* [Extrait du document]
_ _ _
Un deuxième lancement est tenté le 7 avril 1971, et se déroule normalement. Le système d'orientation V11 est d'abord démarré en mode dit de contrôle, c'est-à-dire qu'il n'observe pas réellement les étoiles, mais des simulations d'étoiles générées par un système embarqué. Tout fonctionne correctement. Mais, quand le V11 passe en mode nominal, c'est-à-dire quand il commence à repérer réellement les étoiles, le phénomène observé lors du premier vol se reproduit. Ce problème apparaît à nouveau avec le troisième satellite, lancé le 1er mars 1972 [3].

Fig. 4.1 : Le système stellaire V11 du NII-923.
Musée du cosmodrome de Baïkonour. Crédit : DR.

Les équipes du NII-923 modifient le V11, qui devient le V11M, dont le premier exemplaire est livré à l'OKB-586 à l'automne 1972. Il est monté sur le quatrième satellite Tselina-D, qui décolle de Plesetsk le 28 décembre 1972. Cette fois, le système fonctionne correctement [3].

Mais le satellite suivant, lancé le 29 octobre 1973, a de nouveaux problèmes. Le V11M fonctionne normalement pendant deux jours, puis il perd progressivement sa capacité de détection des étoiles, jusqu'à devenir totalement aveugle au bout d'une semaine. Le NII-923 arrive à la conclusion que la peinture noire du capot de protection des objectifs s'est sublimée suite à son exposition à l'environnement spatial [3].

Le vol suivant, le 16 août 1974, rencontre lui aussi des problèmes techniques : des pics de tension apparaissent dans le système de télévision. Le problème est rapidement identifié : l'isolant (qui est fourni par une entreprise différente que celles des vols précédents) s'est dégradé suite à son exposition au vide [3].
_ _ _
* [Données fournies]
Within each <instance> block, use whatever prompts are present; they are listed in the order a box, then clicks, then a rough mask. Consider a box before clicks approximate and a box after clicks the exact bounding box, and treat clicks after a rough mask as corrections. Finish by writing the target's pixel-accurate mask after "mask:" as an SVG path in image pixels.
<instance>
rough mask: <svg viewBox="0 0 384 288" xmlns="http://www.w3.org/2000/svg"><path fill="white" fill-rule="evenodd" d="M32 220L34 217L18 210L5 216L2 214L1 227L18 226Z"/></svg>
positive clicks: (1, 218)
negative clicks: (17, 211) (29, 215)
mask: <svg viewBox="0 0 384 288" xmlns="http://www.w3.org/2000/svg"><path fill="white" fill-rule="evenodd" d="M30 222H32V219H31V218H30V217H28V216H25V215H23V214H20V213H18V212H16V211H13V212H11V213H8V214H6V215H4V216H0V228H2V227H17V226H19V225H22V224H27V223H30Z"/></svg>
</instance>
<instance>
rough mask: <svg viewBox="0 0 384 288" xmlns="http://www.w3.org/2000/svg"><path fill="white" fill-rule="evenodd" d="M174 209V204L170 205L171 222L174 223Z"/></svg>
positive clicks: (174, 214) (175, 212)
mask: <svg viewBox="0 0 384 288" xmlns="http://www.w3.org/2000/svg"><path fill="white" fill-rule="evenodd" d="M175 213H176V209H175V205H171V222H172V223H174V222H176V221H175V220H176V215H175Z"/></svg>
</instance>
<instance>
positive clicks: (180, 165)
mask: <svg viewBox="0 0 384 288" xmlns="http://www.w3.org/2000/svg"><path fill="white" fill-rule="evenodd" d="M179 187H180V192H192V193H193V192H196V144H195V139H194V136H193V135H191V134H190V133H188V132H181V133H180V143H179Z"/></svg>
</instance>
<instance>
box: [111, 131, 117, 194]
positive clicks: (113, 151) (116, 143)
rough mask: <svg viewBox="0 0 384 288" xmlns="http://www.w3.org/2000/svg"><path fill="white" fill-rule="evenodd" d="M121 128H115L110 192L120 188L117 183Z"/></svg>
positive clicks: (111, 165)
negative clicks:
_ _ _
* [Questions d'étude]
**A.** Relevez toutes les dates de lancement de satellites que donne l'extrait sur le système d'orientation V11.
**B.** Affichez toutes les lignes des entrées sans y apporter la moindre modification.
L'extrait et les entrées forment deux matériaux indépendants l'un de l'autre.

* [Résultats par tâche]
**A.**
7 avril 1971
1er mars 1972
28 décembre 1972
29 octobre 1973
16 août 1974

**B.**
Within each <instance> block, use whatever prompts are present; they are listed in the order a box, then clicks, then a rough mask. Consider a box before clicks approximate and a box after clicks the exact bounding box, and treat clicks after a rough mask as corrections. Finish by writing the target's pixel-accurate mask after "mask:" as an SVG path in image pixels.
<instance>
rough mask: <svg viewBox="0 0 384 288" xmlns="http://www.w3.org/2000/svg"><path fill="white" fill-rule="evenodd" d="M32 220L34 217L18 210L5 216L2 214L1 227L18 226Z"/></svg>
positive clicks: (1, 218)
negative clicks: (17, 211) (29, 215)
mask: <svg viewBox="0 0 384 288" xmlns="http://www.w3.org/2000/svg"><path fill="white" fill-rule="evenodd" d="M30 222H32V219H31V218H30V217H28V216H25V215H23V214H20V213H18V212H16V211H13V212H11V213H8V214H6V215H4V216H0V228H2V227H17V226H19V225H22V224H27V223H30Z"/></svg>
</instance>
<instance>
rough mask: <svg viewBox="0 0 384 288" xmlns="http://www.w3.org/2000/svg"><path fill="white" fill-rule="evenodd" d="M174 209V204L170 205L171 222L174 223Z"/></svg>
positive clicks: (174, 214) (175, 212)
mask: <svg viewBox="0 0 384 288" xmlns="http://www.w3.org/2000/svg"><path fill="white" fill-rule="evenodd" d="M175 213H176V209H175V205H171V222H172V223H174V222H176V221H175V220H176V215H175Z"/></svg>
</instance>
<instance>
positive clicks: (180, 165)
mask: <svg viewBox="0 0 384 288" xmlns="http://www.w3.org/2000/svg"><path fill="white" fill-rule="evenodd" d="M179 187H180V192H192V193H193V192H196V144H195V139H194V136H193V135H191V134H190V133H188V132H181V133H180V143H179Z"/></svg>
</instance>
<instance>
box: [111, 131, 117, 194]
positive clicks: (113, 151) (116, 143)
rough mask: <svg viewBox="0 0 384 288" xmlns="http://www.w3.org/2000/svg"><path fill="white" fill-rule="evenodd" d="M121 128H115L110 192L120 188L117 183Z"/></svg>
positive clicks: (111, 165)
negative clicks:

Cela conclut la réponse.